(Shape labeling records)
▼
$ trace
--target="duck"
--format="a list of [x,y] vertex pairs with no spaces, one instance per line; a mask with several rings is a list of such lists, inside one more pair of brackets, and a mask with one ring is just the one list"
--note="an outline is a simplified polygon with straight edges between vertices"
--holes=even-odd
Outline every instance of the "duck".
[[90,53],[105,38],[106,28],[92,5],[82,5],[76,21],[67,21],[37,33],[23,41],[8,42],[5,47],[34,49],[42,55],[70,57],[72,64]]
▲
**WRITTEN REQUEST:** Return every line of the entries above verbatim, making no changes of any kind.

**RESPONSE BELOW:**
$ trace
--target="duck"
--format="a list of [x,y] vertex pairs with no spaces, one instance per line; a mask with several rings is a list of such lists, inside one more pair of brackets, and a mask with one ring is just the one list"
--note="an outline is a simplified polygon with straight edges between vertices"
--holes=even-odd
Outline every instance of the "duck".
[[90,53],[105,38],[106,28],[92,5],[82,5],[76,21],[67,21],[37,33],[23,41],[8,42],[5,47],[34,49],[42,55],[70,57],[72,64]]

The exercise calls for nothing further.